[Start LISTING]
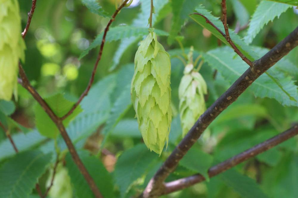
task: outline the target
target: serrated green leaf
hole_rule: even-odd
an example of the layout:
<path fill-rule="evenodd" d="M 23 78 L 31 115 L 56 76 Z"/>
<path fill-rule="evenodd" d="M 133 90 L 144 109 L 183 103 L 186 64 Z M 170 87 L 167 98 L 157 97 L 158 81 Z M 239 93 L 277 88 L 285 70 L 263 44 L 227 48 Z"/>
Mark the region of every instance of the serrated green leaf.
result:
<path fill-rule="evenodd" d="M 218 28 L 222 31 L 224 32 L 224 29 L 222 23 L 219 20 L 218 18 L 214 17 L 211 14 L 211 12 L 205 9 L 201 5 L 200 5 L 196 9 L 196 10 L 199 13 L 203 14 L 207 17 L 215 26 Z M 197 15 L 193 15 L 191 16 L 190 17 L 199 24 L 209 30 L 210 32 L 224 43 L 226 44 L 228 46 L 230 47 L 229 44 L 226 40 L 224 37 L 214 27 L 209 23 L 207 23 L 206 22 L 206 20 L 203 17 Z M 253 49 L 252 49 L 251 47 L 243 42 L 242 39 L 239 36 L 230 30 L 229 30 L 229 32 L 231 38 L 233 41 L 235 45 L 246 58 L 252 61 L 258 59 L 261 57 L 260 55 L 256 53 L 254 51 Z M 235 56 L 236 56 L 235 55 Z M 268 72 L 266 72 L 266 74 L 267 74 Z M 289 92 L 287 91 L 286 89 L 282 85 L 283 83 L 282 82 L 280 82 L 280 79 L 278 80 L 276 76 L 271 75 L 271 74 L 269 75 L 271 75 L 272 77 L 274 78 L 274 81 L 275 83 L 276 83 L 276 85 L 283 92 L 284 94 L 287 95 L 289 97 L 290 99 L 293 100 L 293 98 L 295 98 L 294 96 L 292 95 Z M 296 99 L 295 100 L 297 100 Z"/>
<path fill-rule="evenodd" d="M 163 30 L 155 29 L 154 31 L 160 36 L 167 36 L 169 34 Z M 148 29 L 147 28 L 133 27 L 129 26 L 120 26 L 110 28 L 105 38 L 106 42 L 123 39 L 125 38 L 135 36 L 140 36 L 148 34 Z M 88 48 L 80 55 L 79 59 L 82 58 L 89 53 L 89 51 L 101 44 L 101 41 L 103 35 L 103 32 L 97 35 Z"/>
<path fill-rule="evenodd" d="M 138 145 L 120 156 L 116 164 L 114 175 L 121 197 L 124 197 L 134 181 L 146 173 L 150 163 L 157 157 L 144 144 Z"/>
<path fill-rule="evenodd" d="M 81 103 L 83 110 L 70 123 L 66 131 L 74 144 L 83 140 L 107 119 L 111 108 L 111 94 L 115 88 L 114 74 L 109 75 L 94 85 Z M 60 149 L 67 147 L 61 137 L 58 140 Z M 55 151 L 54 141 L 42 147 L 45 152 Z"/>
<path fill-rule="evenodd" d="M 92 13 L 104 17 L 111 18 L 108 13 L 105 11 L 100 5 L 97 0 L 82 0 L 82 3 Z"/>
<path fill-rule="evenodd" d="M 249 15 L 246 8 L 239 0 L 232 0 L 233 10 L 240 25 L 244 26 L 248 22 Z"/>
<path fill-rule="evenodd" d="M 58 117 L 62 117 L 66 114 L 75 103 L 66 99 L 60 94 L 46 98 L 45 100 Z M 76 108 L 72 113 L 63 121 L 64 126 L 67 126 L 69 122 L 82 110 L 80 106 Z M 48 137 L 56 138 L 59 134 L 59 130 L 39 104 L 35 106 L 35 112 L 36 128 L 39 132 Z"/>
<path fill-rule="evenodd" d="M 148 19 L 150 15 L 150 1 L 148 0 L 141 0 L 141 12 L 137 17 L 132 21 L 132 26 L 145 27 L 147 26 Z M 153 26 L 158 21 L 165 17 L 169 12 L 170 9 L 167 6 L 168 0 L 156 1 L 154 2 L 155 13 L 152 16 L 152 23 Z M 124 52 L 134 43 L 141 39 L 141 37 L 131 37 L 125 39 L 121 41 L 115 52 L 113 59 L 113 62 L 110 68 L 110 71 L 113 70 L 119 64 L 121 57 Z"/>
<path fill-rule="evenodd" d="M 231 83 L 235 82 L 246 70 L 247 65 L 238 56 L 233 58 L 232 50 L 227 47 L 209 51 L 204 58 L 211 66 L 217 69 L 224 77 Z M 269 71 L 271 69 L 269 69 Z M 297 86 L 291 78 L 279 78 L 282 87 L 290 96 L 298 101 Z M 249 88 L 257 97 L 273 98 L 285 106 L 298 106 L 298 102 L 291 100 L 274 81 L 268 75 L 262 75 Z"/>
<path fill-rule="evenodd" d="M 10 115 L 15 110 L 15 106 L 12 101 L 0 100 L 0 111 L 6 115 Z"/>
<path fill-rule="evenodd" d="M 194 8 L 203 3 L 203 1 L 199 0 L 172 0 L 171 1 L 173 18 L 168 42 L 173 42 L 182 26 L 189 18 L 189 15 L 193 12 Z"/>
<path fill-rule="evenodd" d="M 298 6 L 298 1 L 297 0 L 267 0 L 276 3 L 281 3 L 292 6 Z"/>
<path fill-rule="evenodd" d="M 52 154 L 37 151 L 17 154 L 0 169 L 0 197 L 26 197 L 46 169 Z"/>
<path fill-rule="evenodd" d="M 244 40 L 248 43 L 251 43 L 264 26 L 273 21 L 275 17 L 279 18 L 280 15 L 291 7 L 288 5 L 265 1 L 261 1 L 250 20 Z"/>
<path fill-rule="evenodd" d="M 228 186 L 245 198 L 266 198 L 268 196 L 255 181 L 233 169 L 226 171 L 219 177 Z"/>
<path fill-rule="evenodd" d="M 141 132 L 139 130 L 139 124 L 135 119 L 123 119 L 119 122 L 111 135 L 117 138 L 132 137 L 141 138 Z"/>
<path fill-rule="evenodd" d="M 212 156 L 193 146 L 180 161 L 179 164 L 200 173 L 209 181 L 208 170 L 213 161 L 213 158 Z"/>
<path fill-rule="evenodd" d="M 103 197 L 111 198 L 115 197 L 113 193 L 114 186 L 112 177 L 100 159 L 86 151 L 80 151 L 78 153 Z M 94 197 L 94 195 L 89 185 L 74 162 L 69 153 L 66 154 L 65 160 L 66 167 L 68 170 L 69 174 L 72 183 L 73 184 L 75 193 L 77 197 Z"/>
<path fill-rule="evenodd" d="M 46 139 L 36 130 L 26 134 L 19 133 L 12 135 L 12 138 L 20 152 L 29 149 Z M 0 142 L 0 161 L 16 154 L 15 151 L 8 139 Z"/>

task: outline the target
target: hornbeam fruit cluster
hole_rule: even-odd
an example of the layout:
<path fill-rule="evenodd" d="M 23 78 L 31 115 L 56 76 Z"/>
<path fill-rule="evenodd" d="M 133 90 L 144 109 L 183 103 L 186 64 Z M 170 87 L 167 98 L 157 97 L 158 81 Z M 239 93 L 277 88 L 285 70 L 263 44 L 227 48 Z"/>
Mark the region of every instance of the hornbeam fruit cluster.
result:
<path fill-rule="evenodd" d="M 16 95 L 19 60 L 25 58 L 19 12 L 17 0 L 0 0 L 0 99 L 6 100 Z"/>
<path fill-rule="evenodd" d="M 190 53 L 192 53 L 191 50 Z M 189 57 L 191 58 L 184 69 L 178 90 L 183 137 L 206 110 L 204 94 L 207 94 L 207 85 L 202 75 L 194 69 L 192 54 Z"/>
<path fill-rule="evenodd" d="M 131 93 L 144 142 L 160 155 L 167 143 L 172 121 L 171 62 L 154 29 L 149 31 L 136 54 Z"/>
[End LISTING]
WORK TO BE COMPLETED
Reproduce the stretch of the material from its start through the line containing "218 28 L 222", both ends included, character for character, and leave the pictures out of your answer.

OUTPUT OF THE TASK
task: outline the target
target: serrated green leaf
hole_rule: even-odd
an example of the layout:
<path fill-rule="evenodd" d="M 23 78 L 31 115 L 56 76 Z"/>
<path fill-rule="evenodd" d="M 133 90 L 144 109 L 183 103 L 186 64 Z M 170 87 L 167 98 L 157 97 L 158 81 Z M 239 93 L 277 88 L 285 70 L 263 44 L 227 48 Z"/>
Mark the region of every instance of the serrated green leaf.
result:
<path fill-rule="evenodd" d="M 218 28 L 222 31 L 224 32 L 224 29 L 222 23 L 219 20 L 218 18 L 214 17 L 211 14 L 211 12 L 205 9 L 201 5 L 200 5 L 196 9 L 196 10 L 199 13 L 203 14 L 207 17 L 215 26 Z M 197 15 L 193 15 L 191 16 L 190 17 L 199 24 L 209 30 L 210 32 L 224 43 L 226 44 L 228 46 L 230 47 L 229 44 L 226 40 L 224 37 L 214 27 L 209 23 L 207 23 L 206 22 L 206 20 L 203 17 Z M 253 49 L 252 49 L 251 47 L 243 42 L 242 39 L 239 36 L 230 30 L 229 30 L 229 32 L 231 38 L 233 41 L 235 45 L 246 58 L 252 61 L 258 59 L 261 57 L 260 55 L 256 53 L 254 51 Z M 235 56 L 236 56 L 235 55 Z M 268 72 L 266 72 L 266 74 L 267 74 Z M 289 92 L 287 91 L 286 89 L 282 85 L 283 83 L 282 82 L 280 82 L 280 79 L 278 80 L 276 76 L 271 75 L 271 74 L 269 75 L 271 75 L 272 77 L 274 78 L 274 81 L 275 83 L 276 83 L 276 85 L 283 92 L 284 94 L 287 95 L 289 97 L 290 99 L 293 100 L 293 98 L 295 98 L 294 96 L 292 95 Z M 296 99 L 295 100 L 297 100 Z"/>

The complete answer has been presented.